Copy out the records below word for word, leaving out the pictures.

##### MATERIAL FOR THE TASK

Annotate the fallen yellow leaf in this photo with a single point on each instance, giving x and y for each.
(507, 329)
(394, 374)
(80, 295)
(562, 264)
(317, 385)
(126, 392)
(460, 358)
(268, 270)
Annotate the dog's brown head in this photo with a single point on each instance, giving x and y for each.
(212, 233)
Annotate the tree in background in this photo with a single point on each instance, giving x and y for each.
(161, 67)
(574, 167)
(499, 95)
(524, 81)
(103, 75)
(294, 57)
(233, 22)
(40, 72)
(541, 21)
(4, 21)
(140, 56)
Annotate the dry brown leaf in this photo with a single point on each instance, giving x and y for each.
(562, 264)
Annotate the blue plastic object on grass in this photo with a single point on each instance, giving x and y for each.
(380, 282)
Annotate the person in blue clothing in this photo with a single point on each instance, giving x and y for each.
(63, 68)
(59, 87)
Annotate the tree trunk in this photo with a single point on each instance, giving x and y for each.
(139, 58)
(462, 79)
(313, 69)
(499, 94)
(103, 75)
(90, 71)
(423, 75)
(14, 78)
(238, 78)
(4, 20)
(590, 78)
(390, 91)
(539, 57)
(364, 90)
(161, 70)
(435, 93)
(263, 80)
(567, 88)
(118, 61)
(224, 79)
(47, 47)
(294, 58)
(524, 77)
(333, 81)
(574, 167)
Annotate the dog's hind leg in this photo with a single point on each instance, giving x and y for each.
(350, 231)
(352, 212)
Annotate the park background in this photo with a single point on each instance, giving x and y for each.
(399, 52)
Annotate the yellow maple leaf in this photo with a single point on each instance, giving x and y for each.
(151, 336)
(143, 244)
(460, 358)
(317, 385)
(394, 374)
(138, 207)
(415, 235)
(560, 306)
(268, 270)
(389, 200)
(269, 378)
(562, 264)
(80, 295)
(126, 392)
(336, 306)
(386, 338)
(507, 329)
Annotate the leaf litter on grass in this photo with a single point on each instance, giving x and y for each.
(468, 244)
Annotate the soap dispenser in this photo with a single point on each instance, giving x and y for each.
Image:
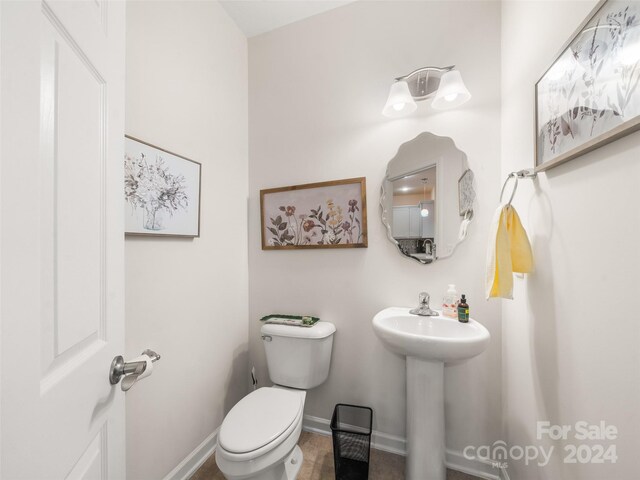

##########

- [ANSWER IN FULL]
Annotate the fallen yellow leaf in this photo with a single point on each instance, giving x and y for each.
(507, 329)
(394, 374)
(80, 295)
(562, 264)
(317, 385)
(126, 392)
(460, 358)
(268, 270)
Annotate the dog's brown head in this photo with a single point on each instance, giving x and y for each.
(212, 233)
Annotate the tree in background in this photo with a single point on each instance, giving x and y for each.
(161, 67)
(574, 167)
(499, 95)
(524, 81)
(103, 75)
(294, 57)
(233, 22)
(40, 72)
(541, 21)
(4, 21)
(140, 56)
Annotate the dry brown leaf in this photo with a single point on each instance, giving x and y for each.
(562, 264)
Annotate the blue plastic object on grass in this photo with a single point on each instance, giving x and y for each.
(380, 282)
Annotate the person in blue clothing in this photo with a single point on each instance, giving x and y for each.
(63, 68)
(59, 87)
Annotate the tree trunk in this photo with a single point on each instance, giving x and y for each.
(139, 58)
(462, 79)
(313, 69)
(499, 94)
(103, 75)
(90, 71)
(423, 75)
(14, 78)
(238, 78)
(4, 20)
(590, 78)
(390, 91)
(539, 57)
(364, 90)
(161, 70)
(435, 93)
(263, 80)
(567, 88)
(118, 61)
(224, 79)
(47, 47)
(294, 58)
(524, 77)
(333, 81)
(574, 167)
Annotate the dog's hind leg in this photo with a single point on each instance, giving x and y for each.
(350, 231)
(352, 212)
Annotate the park background in this photo with a single point on each instance, giving x and y for each.
(399, 52)
Annotate the yellow maple leaf in this photo with a single point on each instance, giving x and y for each.
(151, 336)
(143, 244)
(460, 358)
(317, 385)
(394, 374)
(138, 207)
(415, 235)
(560, 306)
(268, 270)
(389, 200)
(269, 378)
(562, 264)
(80, 295)
(126, 392)
(336, 306)
(386, 338)
(507, 329)
Annotate the leaf litter on grass in this photo with a single point on each instance, giving x and y for each.
(468, 244)
Annotate the soap dispenser in this photo with a single point on each instance, giving x and y for each.
Image:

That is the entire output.